What to produce
Please count how many lines of the records contain the string "brown", with case counting, and give only that number.

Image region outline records
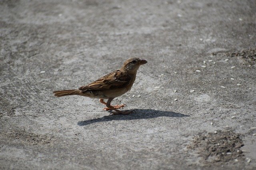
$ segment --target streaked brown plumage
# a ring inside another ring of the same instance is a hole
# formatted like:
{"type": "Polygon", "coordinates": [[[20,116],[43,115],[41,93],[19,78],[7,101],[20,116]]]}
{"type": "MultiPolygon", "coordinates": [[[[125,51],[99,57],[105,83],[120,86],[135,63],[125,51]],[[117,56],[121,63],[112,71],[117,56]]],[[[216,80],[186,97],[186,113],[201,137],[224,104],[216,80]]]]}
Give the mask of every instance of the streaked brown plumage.
{"type": "Polygon", "coordinates": [[[78,89],[54,91],[53,93],[57,97],[79,95],[99,99],[100,102],[106,106],[104,109],[116,111],[112,113],[114,115],[129,114],[130,112],[117,109],[126,106],[126,105],[111,106],[110,103],[114,98],[131,89],[140,66],[147,62],[146,60],[139,58],[130,58],[120,69],[113,71],[87,85],[82,86],[78,89]],[[107,103],[104,102],[104,99],[108,99],[107,103]]]}

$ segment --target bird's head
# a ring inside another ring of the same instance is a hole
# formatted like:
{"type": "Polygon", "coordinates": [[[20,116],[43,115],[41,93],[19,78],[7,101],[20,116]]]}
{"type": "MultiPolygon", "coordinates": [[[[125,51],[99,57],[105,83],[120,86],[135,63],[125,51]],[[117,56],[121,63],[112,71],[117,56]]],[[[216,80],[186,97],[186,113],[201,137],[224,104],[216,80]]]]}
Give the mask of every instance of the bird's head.
{"type": "Polygon", "coordinates": [[[132,57],[125,61],[120,69],[128,71],[130,73],[136,73],[140,65],[146,64],[147,62],[148,61],[145,59],[132,57]]]}

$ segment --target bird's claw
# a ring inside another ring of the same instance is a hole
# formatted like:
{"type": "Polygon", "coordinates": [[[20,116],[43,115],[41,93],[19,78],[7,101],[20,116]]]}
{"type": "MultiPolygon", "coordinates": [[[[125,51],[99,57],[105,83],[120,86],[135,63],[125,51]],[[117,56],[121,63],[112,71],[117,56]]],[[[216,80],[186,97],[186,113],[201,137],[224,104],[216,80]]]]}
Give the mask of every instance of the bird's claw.
{"type": "MultiPolygon", "coordinates": [[[[127,106],[126,105],[115,105],[114,106],[113,106],[113,107],[115,109],[120,109],[122,108],[123,107],[127,106]]],[[[103,110],[106,110],[106,111],[108,111],[110,110],[112,110],[111,108],[109,108],[108,107],[104,107],[103,108],[103,110]]]]}

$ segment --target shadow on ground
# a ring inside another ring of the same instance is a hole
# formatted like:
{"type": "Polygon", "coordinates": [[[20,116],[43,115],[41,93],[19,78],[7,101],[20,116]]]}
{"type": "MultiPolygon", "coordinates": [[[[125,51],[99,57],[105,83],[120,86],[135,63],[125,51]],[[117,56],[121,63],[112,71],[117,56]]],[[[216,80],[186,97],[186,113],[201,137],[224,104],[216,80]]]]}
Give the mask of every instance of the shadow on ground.
{"type": "Polygon", "coordinates": [[[146,119],[154,118],[156,117],[165,116],[166,117],[181,117],[189,116],[181,113],[168,111],[158,111],[154,109],[146,109],[133,110],[135,112],[130,115],[110,115],[105,116],[100,118],[78,122],[77,124],[79,126],[85,126],[92,123],[101,122],[108,122],[114,120],[134,120],[144,119],[146,119]]]}

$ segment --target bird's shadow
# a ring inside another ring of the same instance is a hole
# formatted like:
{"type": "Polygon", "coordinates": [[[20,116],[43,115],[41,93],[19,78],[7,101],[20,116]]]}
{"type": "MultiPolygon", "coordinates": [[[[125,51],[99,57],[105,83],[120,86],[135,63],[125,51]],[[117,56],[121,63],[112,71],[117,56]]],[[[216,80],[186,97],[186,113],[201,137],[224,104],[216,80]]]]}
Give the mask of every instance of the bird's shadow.
{"type": "Polygon", "coordinates": [[[134,113],[129,115],[118,115],[105,116],[99,118],[78,122],[79,126],[85,126],[101,122],[108,122],[113,120],[130,120],[154,118],[160,117],[182,117],[189,116],[181,113],[170,111],[158,111],[150,109],[133,110],[134,113]]]}

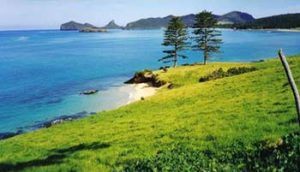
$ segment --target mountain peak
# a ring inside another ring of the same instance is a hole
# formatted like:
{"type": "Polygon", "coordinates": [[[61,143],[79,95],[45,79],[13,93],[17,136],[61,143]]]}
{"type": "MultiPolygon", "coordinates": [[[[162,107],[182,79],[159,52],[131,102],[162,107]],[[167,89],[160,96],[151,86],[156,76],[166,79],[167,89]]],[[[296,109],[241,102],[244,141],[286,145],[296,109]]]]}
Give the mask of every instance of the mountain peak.
{"type": "Polygon", "coordinates": [[[105,29],[121,29],[122,27],[117,25],[115,20],[110,21],[106,26],[104,26],[105,29]]]}

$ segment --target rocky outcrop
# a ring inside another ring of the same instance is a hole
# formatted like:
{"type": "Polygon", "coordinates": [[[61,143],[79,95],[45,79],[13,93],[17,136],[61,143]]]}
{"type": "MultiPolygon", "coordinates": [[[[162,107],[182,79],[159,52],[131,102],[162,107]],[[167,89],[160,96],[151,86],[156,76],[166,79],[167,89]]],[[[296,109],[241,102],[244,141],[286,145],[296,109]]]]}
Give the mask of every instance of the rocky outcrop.
{"type": "Polygon", "coordinates": [[[22,134],[23,131],[17,131],[17,132],[6,132],[6,133],[0,133],[0,140],[8,139],[14,136],[17,136],[19,134],[22,134]]]}
{"type": "Polygon", "coordinates": [[[112,20],[103,28],[104,29],[122,29],[123,27],[117,25],[116,22],[114,20],[112,20]]]}
{"type": "Polygon", "coordinates": [[[159,80],[157,75],[155,75],[152,71],[149,70],[137,72],[131,79],[125,82],[125,84],[141,84],[141,83],[148,83],[153,87],[161,87],[166,84],[165,81],[159,80]]]}
{"type": "MultiPolygon", "coordinates": [[[[159,29],[167,27],[173,16],[157,18],[140,19],[126,25],[126,29],[159,29]]],[[[195,22],[195,14],[181,16],[183,23],[188,27],[193,27],[195,22]]],[[[219,24],[238,24],[253,21],[254,17],[248,13],[233,11],[224,15],[214,15],[219,24]]]]}
{"type": "Polygon", "coordinates": [[[80,94],[81,95],[93,95],[93,94],[98,93],[98,91],[99,90],[86,90],[86,91],[81,92],[80,94]]]}
{"type": "Polygon", "coordinates": [[[64,23],[60,26],[60,30],[64,30],[64,31],[71,31],[71,30],[81,30],[83,28],[96,28],[96,26],[91,25],[89,23],[77,23],[75,21],[70,21],[67,23],[64,23]]]}
{"type": "Polygon", "coordinates": [[[79,32],[107,32],[107,30],[98,27],[84,27],[80,29],[79,32]]]}

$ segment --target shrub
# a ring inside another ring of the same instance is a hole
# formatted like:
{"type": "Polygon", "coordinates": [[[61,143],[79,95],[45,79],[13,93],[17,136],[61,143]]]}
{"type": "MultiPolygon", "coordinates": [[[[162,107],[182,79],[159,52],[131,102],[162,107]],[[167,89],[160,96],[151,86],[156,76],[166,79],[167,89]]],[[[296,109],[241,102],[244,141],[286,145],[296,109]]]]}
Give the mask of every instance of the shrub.
{"type": "Polygon", "coordinates": [[[211,74],[201,77],[199,79],[199,82],[206,82],[206,81],[211,81],[211,80],[216,80],[219,78],[225,78],[225,77],[230,77],[234,75],[240,75],[243,73],[248,73],[257,70],[255,67],[234,67],[228,69],[226,72],[223,70],[223,68],[220,68],[211,74]]]}

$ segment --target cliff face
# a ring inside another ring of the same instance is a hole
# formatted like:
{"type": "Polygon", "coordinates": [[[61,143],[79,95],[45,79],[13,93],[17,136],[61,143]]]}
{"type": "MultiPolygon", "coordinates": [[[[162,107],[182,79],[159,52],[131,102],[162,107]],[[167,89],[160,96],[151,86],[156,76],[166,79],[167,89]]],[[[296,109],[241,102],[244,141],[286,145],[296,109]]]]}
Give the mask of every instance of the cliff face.
{"type": "Polygon", "coordinates": [[[91,25],[89,23],[81,24],[77,23],[75,21],[70,21],[67,23],[64,23],[60,26],[60,30],[82,30],[83,28],[96,28],[94,25],[91,25]]]}

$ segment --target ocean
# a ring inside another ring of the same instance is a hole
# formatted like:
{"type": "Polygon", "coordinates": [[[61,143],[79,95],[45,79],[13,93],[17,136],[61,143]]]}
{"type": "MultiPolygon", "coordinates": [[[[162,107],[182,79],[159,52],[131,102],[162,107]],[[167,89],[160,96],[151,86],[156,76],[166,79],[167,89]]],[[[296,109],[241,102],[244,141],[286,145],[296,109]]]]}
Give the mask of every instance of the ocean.
{"type": "MultiPolygon", "coordinates": [[[[250,62],[300,54],[300,33],[222,30],[222,52],[211,61],[250,62]]],[[[136,71],[158,69],[163,30],[79,33],[0,31],[0,133],[32,130],[63,115],[114,109],[130,100],[123,84],[136,71]],[[83,96],[84,90],[98,94],[83,96]]],[[[202,54],[187,51],[187,60],[202,54]]]]}

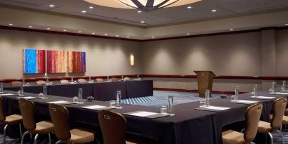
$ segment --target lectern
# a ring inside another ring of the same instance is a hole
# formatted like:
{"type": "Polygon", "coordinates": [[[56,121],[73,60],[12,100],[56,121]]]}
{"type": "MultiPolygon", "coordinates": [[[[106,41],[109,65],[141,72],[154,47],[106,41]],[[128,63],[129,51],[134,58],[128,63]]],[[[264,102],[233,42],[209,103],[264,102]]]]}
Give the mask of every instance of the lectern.
{"type": "Polygon", "coordinates": [[[205,90],[209,89],[212,92],[213,77],[214,73],[211,71],[194,71],[197,74],[198,83],[198,93],[199,97],[205,97],[205,90]]]}

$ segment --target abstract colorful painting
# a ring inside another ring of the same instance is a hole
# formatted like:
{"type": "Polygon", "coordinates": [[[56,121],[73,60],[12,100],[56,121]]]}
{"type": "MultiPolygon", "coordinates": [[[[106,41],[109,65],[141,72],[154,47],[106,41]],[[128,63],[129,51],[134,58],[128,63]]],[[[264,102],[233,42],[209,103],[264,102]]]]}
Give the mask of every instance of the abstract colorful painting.
{"type": "Polygon", "coordinates": [[[68,72],[86,72],[86,53],[68,51],[68,72]]]}
{"type": "Polygon", "coordinates": [[[47,51],[47,73],[67,72],[67,51],[47,51]]]}
{"type": "Polygon", "coordinates": [[[23,49],[23,73],[45,73],[45,50],[23,49]]]}

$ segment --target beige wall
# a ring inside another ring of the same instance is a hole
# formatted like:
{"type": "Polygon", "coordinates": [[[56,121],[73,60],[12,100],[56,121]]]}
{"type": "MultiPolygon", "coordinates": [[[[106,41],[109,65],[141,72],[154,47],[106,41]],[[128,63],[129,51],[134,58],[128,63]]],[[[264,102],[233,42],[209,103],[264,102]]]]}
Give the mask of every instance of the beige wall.
{"type": "MultiPolygon", "coordinates": [[[[26,48],[86,51],[86,76],[133,74],[141,72],[140,43],[137,41],[0,30],[0,79],[23,77],[22,50],[26,48]],[[131,53],[135,56],[133,67],[130,66],[131,53]]],[[[67,74],[48,76],[55,75],[67,74]]],[[[26,77],[44,76],[25,75],[26,77]]]]}

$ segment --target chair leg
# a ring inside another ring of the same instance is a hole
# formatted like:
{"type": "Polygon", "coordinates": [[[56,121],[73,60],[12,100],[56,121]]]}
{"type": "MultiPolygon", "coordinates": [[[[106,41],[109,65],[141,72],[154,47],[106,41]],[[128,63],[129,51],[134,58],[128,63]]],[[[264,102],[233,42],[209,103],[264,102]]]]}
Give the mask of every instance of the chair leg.
{"type": "Polygon", "coordinates": [[[7,129],[8,124],[6,124],[4,126],[4,130],[3,131],[3,143],[5,144],[5,141],[6,140],[6,129],[7,129]]]}
{"type": "Polygon", "coordinates": [[[19,130],[20,130],[20,136],[22,138],[22,126],[21,126],[21,124],[19,124],[19,130]]]}
{"type": "Polygon", "coordinates": [[[51,136],[50,135],[50,133],[48,133],[48,136],[49,136],[49,144],[51,144],[51,136]]]}
{"type": "Polygon", "coordinates": [[[272,134],[271,134],[271,133],[268,133],[268,136],[269,136],[269,137],[270,137],[270,140],[271,140],[271,144],[273,144],[273,136],[272,136],[272,134]]]}
{"type": "Polygon", "coordinates": [[[55,144],[59,144],[60,143],[62,143],[61,140],[58,140],[55,144]]]}
{"type": "Polygon", "coordinates": [[[35,137],[34,137],[34,144],[37,143],[37,138],[38,138],[38,134],[36,134],[35,137]]]}
{"type": "Polygon", "coordinates": [[[284,138],[283,138],[283,134],[282,133],[282,132],[279,130],[277,130],[276,131],[278,132],[279,133],[280,133],[280,135],[281,135],[282,143],[285,144],[285,142],[284,142],[284,138]]]}
{"type": "MultiPolygon", "coordinates": [[[[22,136],[21,138],[21,144],[23,144],[23,140],[24,140],[24,137],[25,136],[26,134],[29,133],[29,131],[26,131],[23,133],[23,136],[22,136]]],[[[31,134],[31,133],[30,133],[31,134]]]]}

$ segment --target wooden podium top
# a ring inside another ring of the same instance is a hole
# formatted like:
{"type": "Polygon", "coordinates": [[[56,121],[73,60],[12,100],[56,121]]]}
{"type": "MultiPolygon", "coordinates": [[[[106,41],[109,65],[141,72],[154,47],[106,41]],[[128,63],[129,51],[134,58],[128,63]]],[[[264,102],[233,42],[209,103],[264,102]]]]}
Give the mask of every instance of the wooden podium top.
{"type": "Polygon", "coordinates": [[[213,74],[213,76],[216,76],[216,74],[212,72],[212,71],[209,71],[209,70],[196,70],[196,71],[193,71],[194,72],[195,72],[197,74],[198,74],[198,73],[200,73],[200,72],[209,72],[209,73],[210,73],[210,74],[213,74]]]}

Full solution
2